Pointing and labeling entries:
START

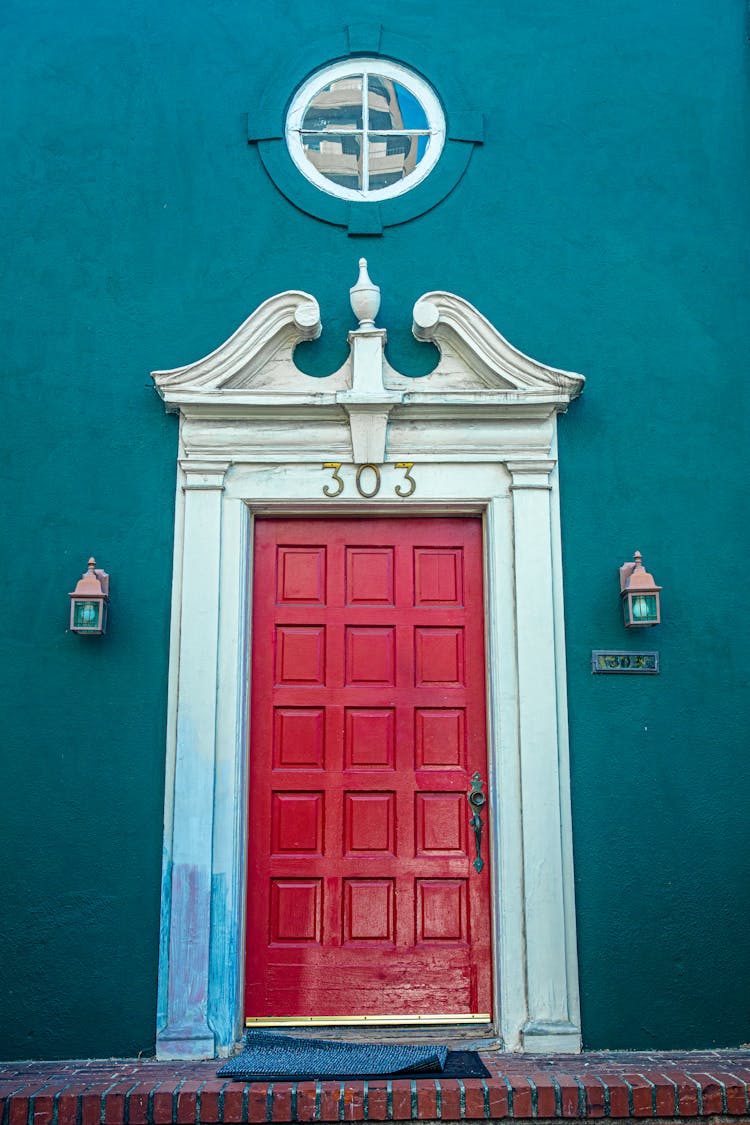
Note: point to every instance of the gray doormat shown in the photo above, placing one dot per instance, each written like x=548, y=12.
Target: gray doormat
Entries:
x=273, y=1055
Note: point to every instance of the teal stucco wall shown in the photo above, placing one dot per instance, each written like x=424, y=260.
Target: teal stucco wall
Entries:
x=602, y=227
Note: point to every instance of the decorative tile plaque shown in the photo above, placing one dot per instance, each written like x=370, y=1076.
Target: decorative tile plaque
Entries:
x=640, y=663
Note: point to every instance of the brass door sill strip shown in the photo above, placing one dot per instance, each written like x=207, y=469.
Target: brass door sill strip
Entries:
x=482, y=1017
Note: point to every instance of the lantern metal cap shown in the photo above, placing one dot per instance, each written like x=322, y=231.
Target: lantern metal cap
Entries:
x=634, y=576
x=93, y=583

END

**STATED EXERCISE**
Copy every line of the items above word for word, leaving out the pictures.

**WRITTEN REPLY**
Note: point to every instance of the gray doormat shown in the photo above, placing one dot per instance, each written like x=548, y=12.
Target: gray doormat
Entries:
x=273, y=1055
Note: point to every instance of the teal stucco wall shown in the photo above, placing one dot per instance, each written like x=424, y=260.
Target: teal stucco wall
Entries:
x=602, y=227
Note: point to every instance of the decorative tile plaque shown in the photo above, placing one dot per instance, each written like x=370, y=1076.
Target: decorative tile plaque
Entries:
x=640, y=663
Note: point to every instance of the brass door sill strip shown in the photo above, placing one dot per instance, each written like x=207, y=469.
Target: brass door sill strip
Entries:
x=482, y=1017
Note: point to every instance of the lantern metal cap shown in the photo above, placing one dot per instance, each written like x=322, y=231.
Target: lantern metal cap
Entries:
x=634, y=576
x=93, y=583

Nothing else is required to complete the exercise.